» Source
+ + + + +

My Spiritual Journey

(Based on a talk given at West Grove Unitarian Church, Cardiff UK on 19 March 2000)

[PART THREE – WALES AND THE WORLD]

And so on to Wales, Land of my Fathers, yes, and of my Mothers, and to my meeting with Unitarianism. I must confess that even by the time I was baptised, by full immersion, into the Waldensian and Methodist Church, in 1992, the ecstatic suspension of disbelief in a personal God occasioned by my experience of conversion was already wearing off. I discovered the ideas of theological non-realism and the Sea of Faith movement, the theology of Don Cupitt.

So to this spiritual Irish stew let’s add a dash of Matthew Arnold, from Dover Beach (1865):

Listen! you hear the grating roar
Of pebbles which the waves draw back, and fling,
At their return, up the high strand,
Begin, and cease, and then again begin,
With tremulous cadence slow, and bring
The eternal note of sadness in.
[…]
The Sea of Faith
Was once, too, at the full, and round earth's shore
Lay like the folds of a bright girdle furl'd.
But now I only hear
Its melancholy, long, withdrawing roar,
Retreating, to the breath
Of the night-wind, down the vast edges drear
And naked shingles of the world.

Does that express the feelings of this church? Not even a roar, perhaps, but a melancholy, long, withdrawing whimper? A candle flickering out as the world moves on to more exciting things? Oh no,

 Do not go gentle into that good night
... Rage, rage against the dying of the light” -

… in the words of that other Dylan, this time your very own Dylan Thomas.

Matthew Arnold was depressed at the thought of the end of the Christian era, which he, like so many conservatives, saw as a Golden Age. But, while studying for an MA in Literature with the Open University (the reason for my return to Wales), I discovered another poet, Algernon Charles Swinburne, who was positively overjoyed at the thought of the end of Christendom, and gloated over it in his Hymn to Proserpine. In this poem he voices the prayer of the last pagan, the apostate Emperor Julian, who, before his death, in the year 363, looks forward to our time and tells the new Christian Gods: 

All ye as a wind shall go by, as a fire shall ye pass and be past;
Ye are Gods, and behold, ye shall die, and the waves be upon you at last.

+ + + + +

» Items
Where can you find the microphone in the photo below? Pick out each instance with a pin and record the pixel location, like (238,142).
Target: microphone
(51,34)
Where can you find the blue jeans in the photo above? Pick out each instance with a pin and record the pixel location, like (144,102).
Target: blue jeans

+ + + + +

» To do
A - Translate this sentence from the talk on a spiritual journey into French: "I discovered the ideas of theological non-realism and the Sea of Faith movement, the theology of Don Cupitt."
B - Answer these questions from the talk on a spiritual journey:
(i) In what year was the speaker baptised into the Waldensian and Methodist Church?
(ii) What does the speaker give as the reason for returning to Wales?
(iii) In what year did the Emperor Julian die?

» Task-by-task results
A - J'ai découvert les idées du non-réalisme théologique et le mouvement Sea of Faith, la théologie de Don Cupitt.

B -
(i) 1992
(ii) Studying for an MA in Literature with the Open University
(iii) 363